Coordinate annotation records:
* * * *

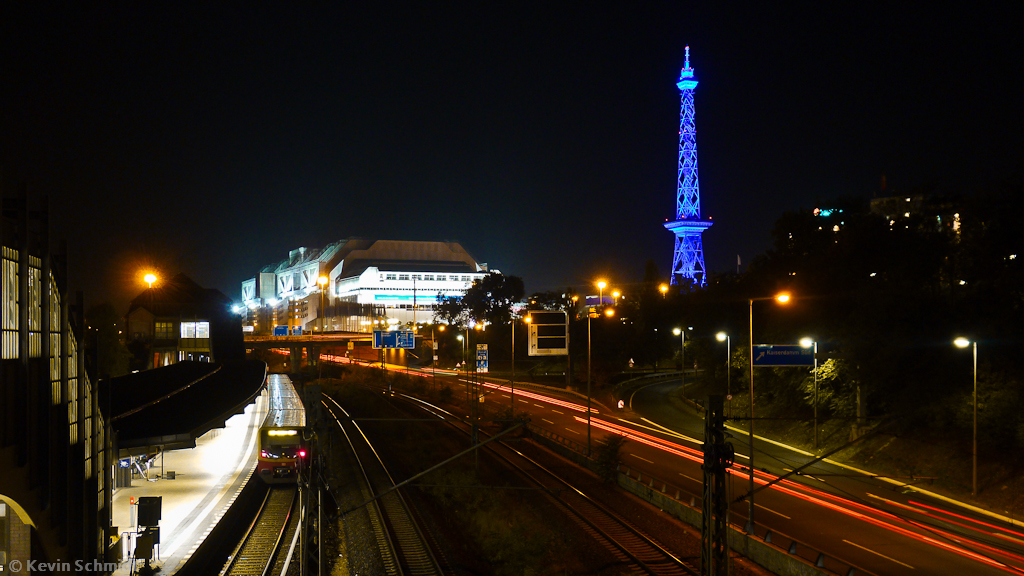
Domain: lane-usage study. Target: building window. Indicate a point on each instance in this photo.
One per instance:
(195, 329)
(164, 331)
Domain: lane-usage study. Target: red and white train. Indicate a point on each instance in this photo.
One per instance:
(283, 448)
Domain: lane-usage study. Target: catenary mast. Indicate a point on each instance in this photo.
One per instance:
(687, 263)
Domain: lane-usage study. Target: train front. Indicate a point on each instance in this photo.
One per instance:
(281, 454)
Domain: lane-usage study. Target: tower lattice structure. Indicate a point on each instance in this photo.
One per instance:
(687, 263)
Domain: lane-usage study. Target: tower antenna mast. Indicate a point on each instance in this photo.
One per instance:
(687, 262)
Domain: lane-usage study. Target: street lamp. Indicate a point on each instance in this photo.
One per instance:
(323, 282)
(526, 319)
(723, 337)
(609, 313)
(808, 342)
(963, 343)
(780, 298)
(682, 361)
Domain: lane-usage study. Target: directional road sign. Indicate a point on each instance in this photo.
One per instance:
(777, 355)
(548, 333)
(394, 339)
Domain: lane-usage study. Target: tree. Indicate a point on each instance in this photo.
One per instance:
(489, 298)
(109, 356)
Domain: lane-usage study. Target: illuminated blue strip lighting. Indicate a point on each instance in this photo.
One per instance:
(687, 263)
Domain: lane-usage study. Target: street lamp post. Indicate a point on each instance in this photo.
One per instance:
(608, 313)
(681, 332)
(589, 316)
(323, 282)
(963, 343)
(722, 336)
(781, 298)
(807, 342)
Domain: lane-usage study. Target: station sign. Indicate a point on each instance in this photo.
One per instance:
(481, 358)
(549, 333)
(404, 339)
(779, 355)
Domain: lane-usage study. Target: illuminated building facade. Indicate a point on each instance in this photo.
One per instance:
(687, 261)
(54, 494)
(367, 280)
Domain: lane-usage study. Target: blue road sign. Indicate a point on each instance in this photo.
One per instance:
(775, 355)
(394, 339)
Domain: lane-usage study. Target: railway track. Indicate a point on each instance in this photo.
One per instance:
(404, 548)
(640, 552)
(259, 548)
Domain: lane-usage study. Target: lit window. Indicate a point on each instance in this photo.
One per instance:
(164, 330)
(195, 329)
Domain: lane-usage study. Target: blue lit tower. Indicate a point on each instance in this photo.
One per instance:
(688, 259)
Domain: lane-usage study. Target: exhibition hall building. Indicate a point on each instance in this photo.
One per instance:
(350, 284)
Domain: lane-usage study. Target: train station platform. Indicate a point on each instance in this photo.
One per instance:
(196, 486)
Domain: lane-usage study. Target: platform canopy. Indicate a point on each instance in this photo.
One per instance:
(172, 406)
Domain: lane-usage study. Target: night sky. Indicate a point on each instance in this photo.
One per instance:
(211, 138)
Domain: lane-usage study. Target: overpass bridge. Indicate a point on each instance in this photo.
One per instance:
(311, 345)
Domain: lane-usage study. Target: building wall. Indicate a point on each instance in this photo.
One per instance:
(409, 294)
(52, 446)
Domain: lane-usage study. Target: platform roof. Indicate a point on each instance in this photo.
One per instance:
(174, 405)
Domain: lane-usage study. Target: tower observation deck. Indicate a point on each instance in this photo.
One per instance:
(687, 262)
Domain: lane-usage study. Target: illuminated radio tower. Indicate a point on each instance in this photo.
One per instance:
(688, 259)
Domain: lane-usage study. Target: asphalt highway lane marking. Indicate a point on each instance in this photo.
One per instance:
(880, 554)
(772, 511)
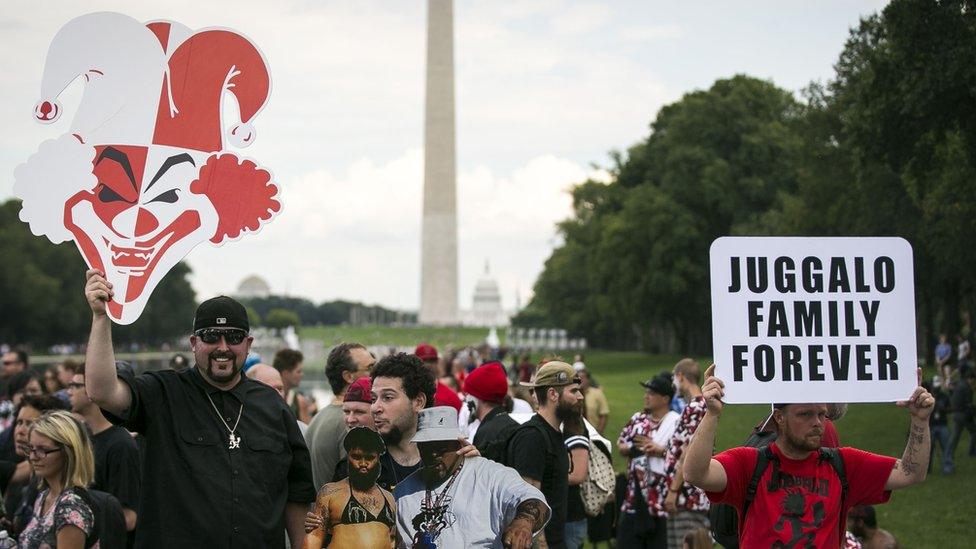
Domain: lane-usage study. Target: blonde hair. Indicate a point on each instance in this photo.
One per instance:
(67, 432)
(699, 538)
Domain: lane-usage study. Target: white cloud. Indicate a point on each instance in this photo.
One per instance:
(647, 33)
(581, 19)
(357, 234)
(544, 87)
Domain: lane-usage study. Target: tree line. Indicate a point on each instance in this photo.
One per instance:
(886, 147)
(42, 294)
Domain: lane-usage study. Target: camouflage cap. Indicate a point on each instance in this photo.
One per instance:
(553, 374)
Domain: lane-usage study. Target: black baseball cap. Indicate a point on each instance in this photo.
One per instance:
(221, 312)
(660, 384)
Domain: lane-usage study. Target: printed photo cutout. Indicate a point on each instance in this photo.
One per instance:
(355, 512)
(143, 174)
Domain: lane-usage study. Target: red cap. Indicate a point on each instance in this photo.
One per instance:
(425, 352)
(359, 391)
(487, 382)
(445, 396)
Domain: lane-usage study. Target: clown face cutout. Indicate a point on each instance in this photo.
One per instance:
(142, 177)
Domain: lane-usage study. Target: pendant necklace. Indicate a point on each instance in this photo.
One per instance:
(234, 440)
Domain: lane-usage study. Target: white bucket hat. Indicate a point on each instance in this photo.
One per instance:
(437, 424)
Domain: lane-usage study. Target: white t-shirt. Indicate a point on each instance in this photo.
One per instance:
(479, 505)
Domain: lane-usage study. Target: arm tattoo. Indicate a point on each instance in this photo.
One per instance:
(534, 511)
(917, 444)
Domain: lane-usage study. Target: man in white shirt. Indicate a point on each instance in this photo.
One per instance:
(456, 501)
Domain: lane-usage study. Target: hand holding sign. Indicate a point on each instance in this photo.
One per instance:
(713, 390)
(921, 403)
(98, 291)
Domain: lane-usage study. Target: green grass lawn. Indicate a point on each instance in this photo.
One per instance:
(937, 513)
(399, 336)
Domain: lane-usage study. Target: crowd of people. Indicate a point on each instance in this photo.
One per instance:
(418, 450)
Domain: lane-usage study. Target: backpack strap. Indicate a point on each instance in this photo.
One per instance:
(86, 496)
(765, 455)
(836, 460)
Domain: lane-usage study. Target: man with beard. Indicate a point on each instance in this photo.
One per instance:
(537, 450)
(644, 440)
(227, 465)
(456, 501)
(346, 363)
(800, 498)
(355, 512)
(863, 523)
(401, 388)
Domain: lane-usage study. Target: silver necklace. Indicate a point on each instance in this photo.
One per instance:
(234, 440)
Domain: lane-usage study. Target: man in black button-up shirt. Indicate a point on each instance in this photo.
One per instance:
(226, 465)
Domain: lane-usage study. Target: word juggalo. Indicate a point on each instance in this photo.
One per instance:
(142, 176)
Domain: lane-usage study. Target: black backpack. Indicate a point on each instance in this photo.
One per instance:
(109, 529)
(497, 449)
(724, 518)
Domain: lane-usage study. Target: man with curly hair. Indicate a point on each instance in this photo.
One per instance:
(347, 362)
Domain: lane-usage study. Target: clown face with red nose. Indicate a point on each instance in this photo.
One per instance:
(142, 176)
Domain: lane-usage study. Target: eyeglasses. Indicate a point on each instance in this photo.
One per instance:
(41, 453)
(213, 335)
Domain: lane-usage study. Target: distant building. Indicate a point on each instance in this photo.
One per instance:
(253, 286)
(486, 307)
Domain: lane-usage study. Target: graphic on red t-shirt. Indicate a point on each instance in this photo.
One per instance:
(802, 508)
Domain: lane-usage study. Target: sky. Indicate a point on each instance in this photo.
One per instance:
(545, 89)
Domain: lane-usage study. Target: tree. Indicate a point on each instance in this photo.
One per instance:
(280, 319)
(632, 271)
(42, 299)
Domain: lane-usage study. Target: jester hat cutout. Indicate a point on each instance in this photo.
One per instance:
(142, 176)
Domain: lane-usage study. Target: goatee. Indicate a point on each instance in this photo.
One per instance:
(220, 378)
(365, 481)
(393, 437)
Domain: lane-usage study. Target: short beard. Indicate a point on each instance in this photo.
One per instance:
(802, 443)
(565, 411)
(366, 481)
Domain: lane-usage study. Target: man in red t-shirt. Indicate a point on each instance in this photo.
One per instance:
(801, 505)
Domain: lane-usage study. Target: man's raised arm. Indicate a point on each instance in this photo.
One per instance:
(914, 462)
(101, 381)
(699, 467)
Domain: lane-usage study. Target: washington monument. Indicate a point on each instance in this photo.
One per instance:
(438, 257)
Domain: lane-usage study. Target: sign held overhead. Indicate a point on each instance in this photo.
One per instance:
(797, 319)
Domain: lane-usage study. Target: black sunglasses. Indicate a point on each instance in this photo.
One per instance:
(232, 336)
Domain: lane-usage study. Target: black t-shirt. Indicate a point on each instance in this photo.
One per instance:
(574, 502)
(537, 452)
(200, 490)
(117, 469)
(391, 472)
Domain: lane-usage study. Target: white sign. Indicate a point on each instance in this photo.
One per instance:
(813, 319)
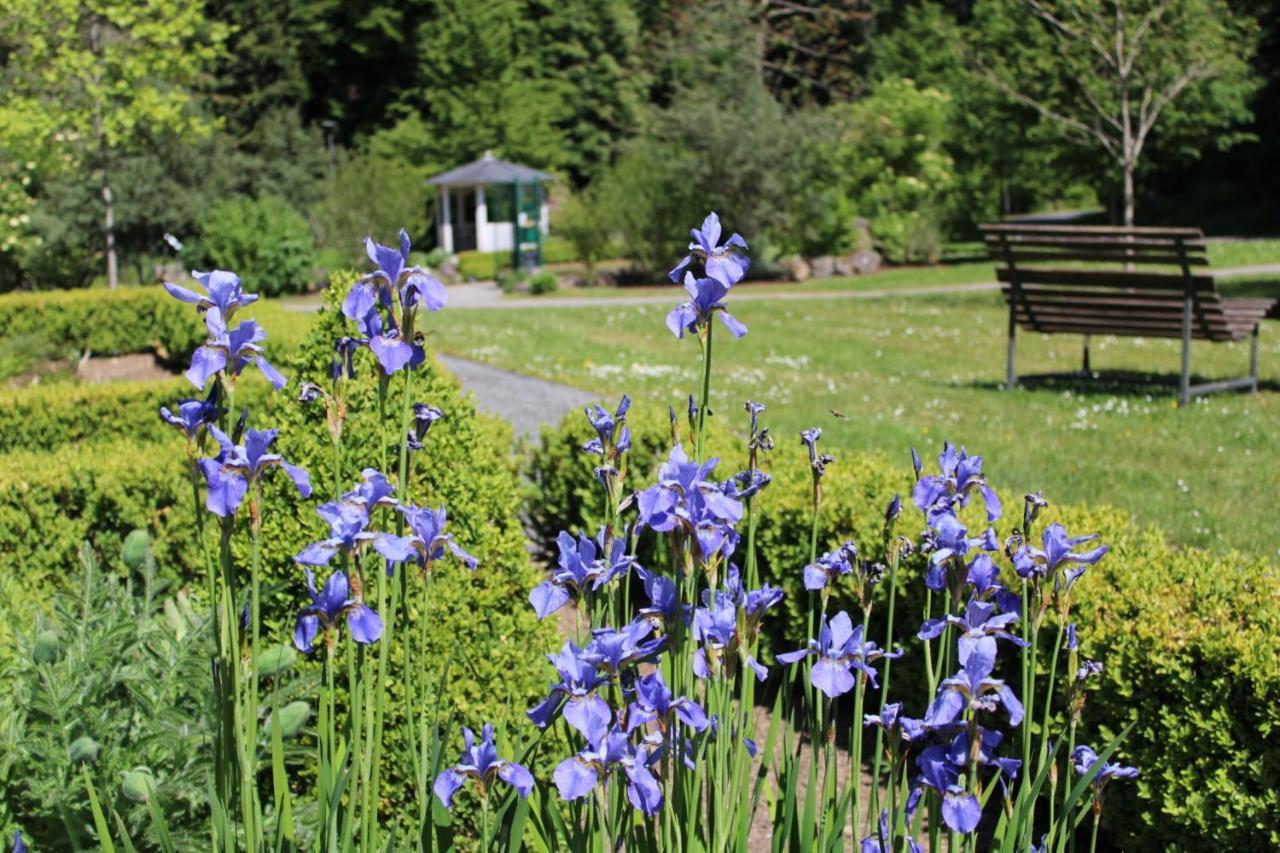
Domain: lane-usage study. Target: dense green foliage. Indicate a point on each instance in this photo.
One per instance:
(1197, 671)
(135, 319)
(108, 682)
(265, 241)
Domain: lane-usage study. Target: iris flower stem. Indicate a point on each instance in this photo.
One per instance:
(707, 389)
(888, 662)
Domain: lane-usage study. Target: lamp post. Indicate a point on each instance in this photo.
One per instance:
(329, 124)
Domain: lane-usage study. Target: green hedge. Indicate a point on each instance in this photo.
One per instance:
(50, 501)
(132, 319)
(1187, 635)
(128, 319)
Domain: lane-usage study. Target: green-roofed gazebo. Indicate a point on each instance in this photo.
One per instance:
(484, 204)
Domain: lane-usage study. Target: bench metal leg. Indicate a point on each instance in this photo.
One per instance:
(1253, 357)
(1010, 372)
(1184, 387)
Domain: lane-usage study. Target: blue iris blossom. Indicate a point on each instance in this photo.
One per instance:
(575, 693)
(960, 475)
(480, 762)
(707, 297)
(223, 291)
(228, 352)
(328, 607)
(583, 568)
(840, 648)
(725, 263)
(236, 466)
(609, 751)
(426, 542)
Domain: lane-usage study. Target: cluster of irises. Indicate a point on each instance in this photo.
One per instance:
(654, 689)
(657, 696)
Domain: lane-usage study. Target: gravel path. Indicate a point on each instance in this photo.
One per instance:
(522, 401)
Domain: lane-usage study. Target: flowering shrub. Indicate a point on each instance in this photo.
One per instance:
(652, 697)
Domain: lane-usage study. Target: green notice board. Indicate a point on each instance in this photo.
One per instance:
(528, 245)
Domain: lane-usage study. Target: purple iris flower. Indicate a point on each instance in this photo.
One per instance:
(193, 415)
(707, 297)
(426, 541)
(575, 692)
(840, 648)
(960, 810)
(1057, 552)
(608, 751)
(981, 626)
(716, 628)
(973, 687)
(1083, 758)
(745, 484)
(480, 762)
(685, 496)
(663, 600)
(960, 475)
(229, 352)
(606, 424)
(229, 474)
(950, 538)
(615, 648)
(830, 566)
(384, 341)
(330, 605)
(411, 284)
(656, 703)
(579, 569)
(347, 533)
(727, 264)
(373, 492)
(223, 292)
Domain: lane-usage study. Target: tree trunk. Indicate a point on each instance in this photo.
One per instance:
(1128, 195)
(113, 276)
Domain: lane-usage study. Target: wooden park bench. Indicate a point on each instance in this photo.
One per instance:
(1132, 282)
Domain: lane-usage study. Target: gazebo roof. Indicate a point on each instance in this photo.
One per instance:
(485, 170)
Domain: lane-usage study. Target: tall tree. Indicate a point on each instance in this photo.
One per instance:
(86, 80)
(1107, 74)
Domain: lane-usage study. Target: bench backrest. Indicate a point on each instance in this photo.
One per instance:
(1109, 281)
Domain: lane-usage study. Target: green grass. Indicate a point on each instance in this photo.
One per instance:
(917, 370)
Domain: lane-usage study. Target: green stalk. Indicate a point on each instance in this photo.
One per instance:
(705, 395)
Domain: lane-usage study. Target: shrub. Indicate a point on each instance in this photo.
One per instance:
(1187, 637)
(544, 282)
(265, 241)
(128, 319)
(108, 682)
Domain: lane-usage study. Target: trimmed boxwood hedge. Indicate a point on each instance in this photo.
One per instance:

* * * *

# [DIRECTIONS]
Can you reproduce word for word the lines of the records above, from the line containing "Domain: lane-usage study. Target: shrub." through the end of the records?

# [ANSWER TO THE TASK]
Domain: lane-usage study. Target: shrub. Indicate a point on each instance in this photo.
One per instance:
(1187, 637)
(544, 282)
(265, 241)
(128, 319)
(108, 682)
Domain: lane-usage study. Target: trimmed boxwood hedge. Indicate a point on each instance in this photo.
One per instance:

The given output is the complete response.